### PROBLEM STATEMENT
Identify every line in the records below that contains the word "light", and reproduce each one.

** Opening EXERCISE INPUTS block **

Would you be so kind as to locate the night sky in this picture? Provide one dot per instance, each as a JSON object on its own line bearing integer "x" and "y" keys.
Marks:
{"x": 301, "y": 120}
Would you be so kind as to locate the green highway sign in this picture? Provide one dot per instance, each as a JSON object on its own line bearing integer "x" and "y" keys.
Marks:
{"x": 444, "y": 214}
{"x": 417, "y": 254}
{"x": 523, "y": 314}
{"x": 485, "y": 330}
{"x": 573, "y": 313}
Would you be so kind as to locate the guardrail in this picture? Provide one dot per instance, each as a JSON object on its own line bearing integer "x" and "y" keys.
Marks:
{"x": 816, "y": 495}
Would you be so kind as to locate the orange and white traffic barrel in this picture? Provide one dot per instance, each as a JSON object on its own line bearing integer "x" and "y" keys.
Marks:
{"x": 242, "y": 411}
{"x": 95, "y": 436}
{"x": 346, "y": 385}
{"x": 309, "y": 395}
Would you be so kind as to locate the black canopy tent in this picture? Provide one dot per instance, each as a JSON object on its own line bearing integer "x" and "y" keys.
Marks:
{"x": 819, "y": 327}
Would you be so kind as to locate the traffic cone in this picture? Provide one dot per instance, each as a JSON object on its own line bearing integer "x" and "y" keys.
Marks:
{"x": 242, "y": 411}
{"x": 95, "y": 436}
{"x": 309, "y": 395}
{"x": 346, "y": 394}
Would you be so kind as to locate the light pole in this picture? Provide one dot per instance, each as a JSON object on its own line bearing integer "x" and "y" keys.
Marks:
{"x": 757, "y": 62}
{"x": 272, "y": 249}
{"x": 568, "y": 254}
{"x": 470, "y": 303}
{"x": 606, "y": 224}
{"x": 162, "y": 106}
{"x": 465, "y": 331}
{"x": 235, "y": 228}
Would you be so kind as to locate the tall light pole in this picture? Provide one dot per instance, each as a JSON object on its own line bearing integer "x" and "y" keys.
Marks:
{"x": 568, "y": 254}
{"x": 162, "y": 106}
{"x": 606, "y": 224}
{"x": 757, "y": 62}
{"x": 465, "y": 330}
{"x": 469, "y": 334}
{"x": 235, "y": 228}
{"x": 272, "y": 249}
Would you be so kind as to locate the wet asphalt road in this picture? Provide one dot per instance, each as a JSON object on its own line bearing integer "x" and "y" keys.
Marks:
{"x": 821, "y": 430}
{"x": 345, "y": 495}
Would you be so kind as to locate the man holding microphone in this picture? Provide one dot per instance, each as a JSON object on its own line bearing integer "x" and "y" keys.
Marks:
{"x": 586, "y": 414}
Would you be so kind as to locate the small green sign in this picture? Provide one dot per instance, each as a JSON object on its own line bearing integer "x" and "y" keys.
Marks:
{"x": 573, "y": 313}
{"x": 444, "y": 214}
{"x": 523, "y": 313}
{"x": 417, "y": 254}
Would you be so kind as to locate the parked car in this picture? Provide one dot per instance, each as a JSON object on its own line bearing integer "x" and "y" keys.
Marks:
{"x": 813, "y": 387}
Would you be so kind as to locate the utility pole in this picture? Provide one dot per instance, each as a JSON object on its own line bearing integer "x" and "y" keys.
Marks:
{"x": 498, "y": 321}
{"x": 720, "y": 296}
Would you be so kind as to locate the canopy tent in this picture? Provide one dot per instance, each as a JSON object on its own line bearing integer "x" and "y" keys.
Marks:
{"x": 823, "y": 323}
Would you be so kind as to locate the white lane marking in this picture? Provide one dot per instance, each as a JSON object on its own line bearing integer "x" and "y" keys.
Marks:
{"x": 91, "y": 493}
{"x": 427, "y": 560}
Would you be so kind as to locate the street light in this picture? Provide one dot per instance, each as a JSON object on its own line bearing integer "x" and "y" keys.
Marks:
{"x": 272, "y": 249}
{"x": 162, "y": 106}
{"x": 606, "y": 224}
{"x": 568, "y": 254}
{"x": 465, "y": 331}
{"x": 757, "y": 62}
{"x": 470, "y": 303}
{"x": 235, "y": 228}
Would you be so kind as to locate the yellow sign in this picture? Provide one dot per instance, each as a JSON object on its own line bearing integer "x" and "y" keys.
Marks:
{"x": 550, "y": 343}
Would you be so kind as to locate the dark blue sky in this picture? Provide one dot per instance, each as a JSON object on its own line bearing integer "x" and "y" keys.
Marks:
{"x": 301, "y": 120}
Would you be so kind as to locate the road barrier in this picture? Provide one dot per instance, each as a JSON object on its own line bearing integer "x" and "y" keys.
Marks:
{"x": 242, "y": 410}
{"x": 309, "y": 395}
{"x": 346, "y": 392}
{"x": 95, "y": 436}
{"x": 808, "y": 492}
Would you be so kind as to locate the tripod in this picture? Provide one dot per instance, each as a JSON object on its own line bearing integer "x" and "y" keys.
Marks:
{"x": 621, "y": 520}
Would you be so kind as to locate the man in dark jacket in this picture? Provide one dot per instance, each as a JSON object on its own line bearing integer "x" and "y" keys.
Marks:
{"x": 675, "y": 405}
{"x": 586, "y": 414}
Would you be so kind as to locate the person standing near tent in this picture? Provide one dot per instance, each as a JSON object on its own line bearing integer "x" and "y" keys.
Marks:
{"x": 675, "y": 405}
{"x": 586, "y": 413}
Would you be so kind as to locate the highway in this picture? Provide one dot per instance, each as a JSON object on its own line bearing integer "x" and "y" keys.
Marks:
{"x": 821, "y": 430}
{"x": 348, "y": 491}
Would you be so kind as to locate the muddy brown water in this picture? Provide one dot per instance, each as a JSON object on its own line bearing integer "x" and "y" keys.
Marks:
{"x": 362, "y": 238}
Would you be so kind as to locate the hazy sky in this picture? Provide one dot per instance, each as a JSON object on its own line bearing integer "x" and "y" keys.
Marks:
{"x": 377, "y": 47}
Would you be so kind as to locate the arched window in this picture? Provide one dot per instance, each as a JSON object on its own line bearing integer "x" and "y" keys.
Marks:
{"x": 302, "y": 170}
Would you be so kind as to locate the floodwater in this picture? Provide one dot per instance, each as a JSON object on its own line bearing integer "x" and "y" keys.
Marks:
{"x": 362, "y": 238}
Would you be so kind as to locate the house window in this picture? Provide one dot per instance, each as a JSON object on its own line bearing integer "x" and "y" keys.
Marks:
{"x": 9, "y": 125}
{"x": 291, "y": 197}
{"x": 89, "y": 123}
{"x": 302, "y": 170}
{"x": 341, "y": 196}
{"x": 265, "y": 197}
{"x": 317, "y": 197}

** Closing EXERCISE INPUTS block **

### YOUR SOLUTION
Would you be so kind as to locate the light pole in this picture? Provide one dot per instance, each as a JSON object on its own line bearing integer "x" and "y" keys.
Would you be so kind as to locate the tall light pole in this picture? Provide one dot per instance, each as a JSON object on its own line bearing integer "x" and "y" keys.
Would you be so kind as to locate the street light in this picture? Provide one dot per instance, each as a JSON object on its own line bearing integer "x" and "y" keys.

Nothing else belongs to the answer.